> **SET PROBLEM**: Edit the data below so that every occurrence of "Target" becomes "Object", and leave all other text unchanged.

[Rows from a dataset]

━━━━━━━━━━━━━━━━━━━━

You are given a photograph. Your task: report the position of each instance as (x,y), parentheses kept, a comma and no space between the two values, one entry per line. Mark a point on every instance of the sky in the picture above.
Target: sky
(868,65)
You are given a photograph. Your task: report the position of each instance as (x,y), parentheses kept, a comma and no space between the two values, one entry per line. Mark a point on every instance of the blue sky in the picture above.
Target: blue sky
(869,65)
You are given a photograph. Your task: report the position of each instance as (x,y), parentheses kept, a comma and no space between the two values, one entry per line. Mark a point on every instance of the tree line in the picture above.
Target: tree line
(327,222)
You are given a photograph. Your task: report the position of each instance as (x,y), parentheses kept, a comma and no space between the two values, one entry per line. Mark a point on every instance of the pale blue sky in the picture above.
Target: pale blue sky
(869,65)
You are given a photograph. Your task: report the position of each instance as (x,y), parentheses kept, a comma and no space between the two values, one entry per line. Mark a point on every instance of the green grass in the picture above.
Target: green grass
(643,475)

━━━━━━━━━━━━━━━━━━━━

> **ANSWER IN FULL**:
You are given a photograph. Your task: report the position of each instance as (x,y), parentheses kept, a comma and no space between the two values, one entry per line. Mark a point on every instance of the sky in the picture above.
Object: sky
(868,65)
You are given a photograph. Your task: report the position of each instance as (x,y), parentheses kept, a comma and no space between the two values, one entry per line. Mark a point on every instance of the blue sky in the picture above.
Object: blue sky
(869,65)
You are given a photograph. Your task: report the position of each instance as (x,y), parentheses kept, a comma and no space between the two values, one entry per line. Mark a point on every instance of the tree line in the picture above.
Object: tree line
(327,222)
You are given a photograph. Your task: report the position of each instance as (x,y), parentheses kept, a comma and no space between the two values, one entry per line. Mark a point on every instance of the pale blue sky in the picture above.
Object: pale blue sky
(869,65)
You are given a photograph. Your task: report the position of each instance as (x,y), parentheses kept, a comma and no space between the two values, one entry per line. Mark a point on every instance of the green grass in the picture above.
Object: green grass
(643,475)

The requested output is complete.